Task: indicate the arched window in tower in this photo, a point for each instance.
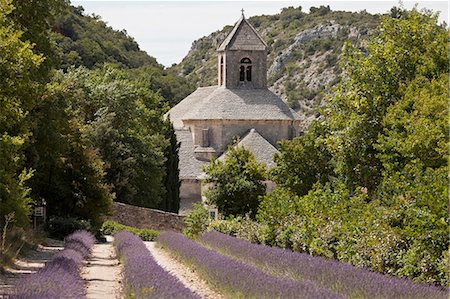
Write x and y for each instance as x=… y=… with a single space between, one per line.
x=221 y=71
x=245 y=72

==

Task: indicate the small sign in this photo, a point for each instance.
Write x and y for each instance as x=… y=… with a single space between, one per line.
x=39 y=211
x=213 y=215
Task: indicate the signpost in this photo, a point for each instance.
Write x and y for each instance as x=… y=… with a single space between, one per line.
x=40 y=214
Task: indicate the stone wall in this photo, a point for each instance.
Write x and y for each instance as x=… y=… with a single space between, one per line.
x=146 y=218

# [TASK DESCRIPTION]
Reproduce the lines from the one containing "Task: indicate the small" through the one containing "x=146 y=218", inclusive, substituting "occurrence" for "instance" wherever it appears and keeping everything else unchanged.

# [ANSWER FOR THE TASK]
Task: indicate the small sign in this photo, a point for each occurrence.
Write x and y for each occurrence as x=… y=… with a single space between, one per line.
x=39 y=211
x=213 y=215
Task: indicate the signpost in this photo, a point for each occurrence.
Write x and y for each occurrence as x=… y=… with a single space between, one per line.
x=40 y=214
Task: indicate the stone wall in this photo, a point for each occurrence.
Write x and y for each occurrence as x=… y=… with a single space between, one per line.
x=146 y=218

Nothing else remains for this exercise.